## EXTRACT
____
We all know that high-impact sports can lead to head injuries with significant consequences, including hearing loss. But not many of us are aware of the dangers of other sports considered safe and kid-friendly. One of these is cycling and oddly one of the reasons it isn't as safe as it could be is because of the nature of its protective headwear.
Helmets are more likely to cause the head to twist on impact, which can cause a concussion. Concussions can lead to decreased brain function and hearing loss. That's not to suggest at all that cyclists shouldn't wear helmets. On the contrary, we should all be advocating for better head protection from the industry.
"We should continue supporting more research into the design of better helmets in terms of more protection against concussion and other brain injuries," Dr. Charles Tator, a brain injury expert at Toronto Western Hospital, told the Globe & Mail in an article about helmets and head injuries.
____
## STORED DATA
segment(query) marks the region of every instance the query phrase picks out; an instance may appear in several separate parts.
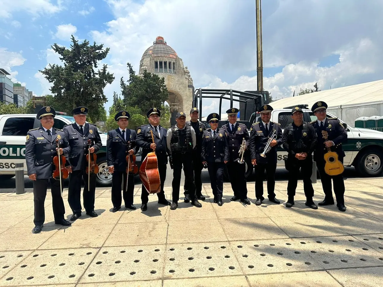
____
## REQUIREMENT A
Repeat word for word the part of the cycling helmet article starting with "Helmets are more" and going on through "and head injuries.".
## REQUIREMENT B
In the cycling helmet article, what do helmets make the head more likely to do on impact?
## REQUIREMENT C
Pick up the cycling helmet article after its final sentence and keep writing it.

## TASK OUTPUT A
Helmets are more likely to cause the head to twist on impact, which can cause a concussion. Concussions can lead to decreased brain function and hearing loss. That's not to suggest at all that cyclists shouldn't wear helmets. On the contrary, we should all be advocating for better head protection from the industry.
"We should continue supporting more research into the design of better helmets in terms of more protection against concussion and other brain injuries," Dr. Charles Tator, a brain injury expert at Toronto Western Hospital, told the Globe & Mail in an article about helmets and head injuries.

## TASK OUTPUT B
Twist

## TASK OUTPUT C
Tator did say helmets have an impact on hearing. Because they cover the ears, they limit the wearer's ability to hear, which can be a danger.
"It is true that helmets reduce the ability to hear sounds, especially in the range of the human voice. This is a definite shortcoming with helmets such as ski helmets when you might not hear someone overtaking you from behind. However, skiers should be aware of this shortcoming, and it does not count very much in terms of the helmet's value in preventing death," says Tator, who advocates for helmet use and is hopeful for improved headwear protection.
Along with hearing loss, concussions also can cause dizziness, vertigo and depression. Better helmets would minimize the risks of all head injuries.